# California Shopping :)



## urbestreality (Apr 19, 2006)

Hey Everyone,

I'm going to CAlifornia on vacation and I really want to go crazy shopping 
	

	
	
		
		

		
			





 .  Were going to San Diego, LA, Costa Mesa, and Huntington Beach.  I would love to get a lot for my money and I know there are places to get really cute clothes for cheap but I'm not sure where their at.  Any Suggestions??


Thanks


----------



## KristineBelle15 (Apr 19, 2006)

On Garnet Ave. in Pacific Beach here in San Diego is AWESOME!


----------



## urbestreality (Apr 20, 2006)

THANKS SO MUCH......I will Def. go.


----------



## lindsay (May 1, 2006)

in huntington beach there are the cutest shops all down by the pier... the main one that i remember is called HSS, and there are a bunch of good shops near there as well. also fashion valley center in san diego is a good one... {those are my picks even though i haven't been there in like a year and i'm not from CA 
	

	
	
		
		

		
		
	


	




 }


----------



## bebs (May 1, 2006)

fashion valley is always good -san diego 
south coast plaza - costa mesa (not cheap but really nice)
also when your in costa masa (its like 10 - 15 minutes away) go to newport, fashion island, the beach umm then down the 101 is laguna tons of shops clothing and tons of other things higher rent higher prices.. and then as you go up the walk lower prices of things... its also a wonderful place to go and hang out during the day, I do that when I get bored!!! 
hunting beach is nice but last time I went there most of the shops were closed down and alot of work was being done within the streats.. mind that this was a month ago so dont know at the moment. 
LA is wonderful if you want to make the clothing your self -mind you I know people that do this- the cloth.. or um fabric district I've been told is cheap and good, as well as the clothing district, I <3 this place only been there once an dying to go up there again, as for mac pro store up in la...

I know of just down the ally cheap but good clothing stores... but they are also out of the way if you would like me to pm me and I'll try to get the addresses to you.


----------



## urbestreality (May 16, 2006)

* [DIRECTIVE A]: In the forum thread on California shopping, which street in Pacific Beach does one poster call awesome?
The forum thread above has no connection to the records that come next.

Position identification records:

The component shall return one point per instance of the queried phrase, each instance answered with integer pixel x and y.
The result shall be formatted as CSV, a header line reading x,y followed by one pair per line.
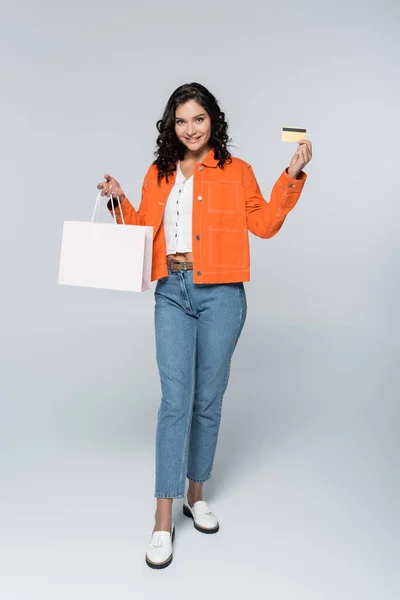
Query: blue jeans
x,y
197,327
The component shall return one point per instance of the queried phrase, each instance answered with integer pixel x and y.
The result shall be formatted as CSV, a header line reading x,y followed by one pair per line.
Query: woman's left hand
x,y
301,157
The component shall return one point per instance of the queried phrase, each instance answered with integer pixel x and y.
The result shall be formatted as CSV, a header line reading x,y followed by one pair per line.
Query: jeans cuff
x,y
174,495
198,480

* [DIRECTIVE B]: Rewrite all of the position identification records with "component" changed to "module" and everything else left the same, omitting the pictures.

* [RESPONSE A]: Garnet Ave.

* [RESPONSE B]:
The module shall return one point per instance of the queried phrase, each instance answered with integer pixel x and y.
The result shall be formatted as CSV, a header line reading x,y followed by one pair per line.
Query: blue jeans
x,y
197,327
The module shall return one point per instance of the queried phrase, each instance answered with integer pixel x and y.
The result shall be formatted as CSV, a header line reading x,y followed by one pair per line.
Query: woman's left hand
x,y
301,157
The module shall return one point per instance of the queried phrase, each instance answered with integer pixel x and y.
The result shall be formatted as CSV, a header line reading x,y followed by one pair per line.
Query: jeans cuff
x,y
174,495
198,480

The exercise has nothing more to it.